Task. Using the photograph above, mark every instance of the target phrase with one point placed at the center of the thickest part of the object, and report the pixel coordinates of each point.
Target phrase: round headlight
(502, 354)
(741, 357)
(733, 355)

··········

Activity:
Please set down the full listing above, word for word.

Written answer:
Task. Using the photograph above, mark every instance of the target phrase with one point placed at the center of the thickest part of the object, and report the pixel coordinates of each point.
Target phrase: round headlight
(502, 354)
(741, 357)
(733, 355)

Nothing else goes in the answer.